> WHAT THE TASK ASKS
Pull out every row below that contains the word "layout", copying each one in full. Case counts.

[Part of a data file]
════
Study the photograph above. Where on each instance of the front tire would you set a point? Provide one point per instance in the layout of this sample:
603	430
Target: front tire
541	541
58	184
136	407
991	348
════
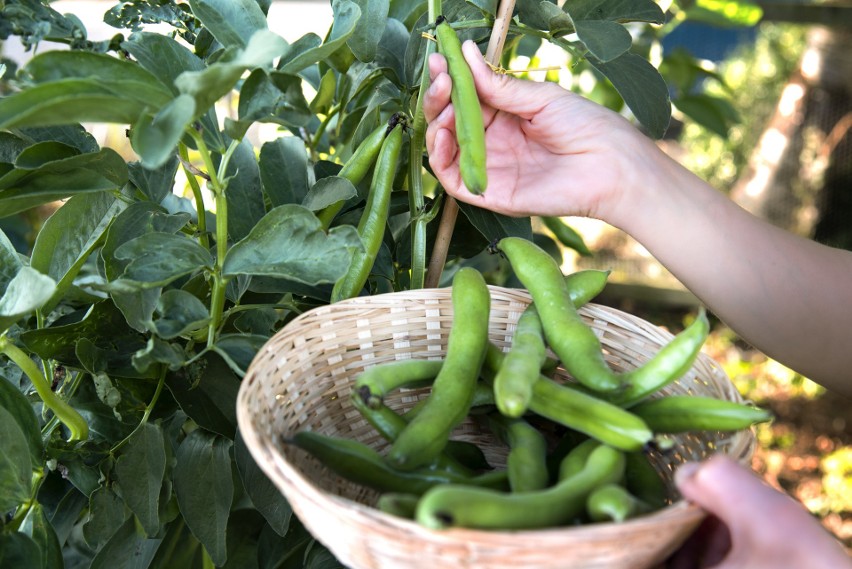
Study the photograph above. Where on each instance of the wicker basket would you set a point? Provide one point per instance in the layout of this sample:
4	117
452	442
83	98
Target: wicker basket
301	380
════
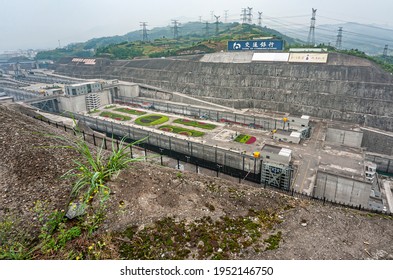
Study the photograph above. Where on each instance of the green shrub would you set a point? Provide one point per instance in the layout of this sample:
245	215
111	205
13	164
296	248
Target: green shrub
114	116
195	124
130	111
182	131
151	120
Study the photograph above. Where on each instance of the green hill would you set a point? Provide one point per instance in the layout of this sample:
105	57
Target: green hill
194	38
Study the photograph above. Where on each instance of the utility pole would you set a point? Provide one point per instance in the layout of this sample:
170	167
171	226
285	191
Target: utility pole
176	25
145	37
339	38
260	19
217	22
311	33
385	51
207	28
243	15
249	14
════
> FINISHED ANSWER
Study the photograph above. Where on each instance of the front tire would you set a point? Provide one point per instance in the layout of this sample:
Study the photograph above. Where on each instance of the wicker basket would you set a point? Provide one point per instance in the layout of this sample:
Study the photograph above. Where on each instance of the green shrub would you set a point? Provide one point per instance in the layout of this sample:
Study the photograph above. Where on each instance of the green hill would you set a point? Provide one point per instance in the layout of this sample:
Study the photograph above. Where on each instance of the utility pole would you set a point? Provide one point per instance in the layout of this sample:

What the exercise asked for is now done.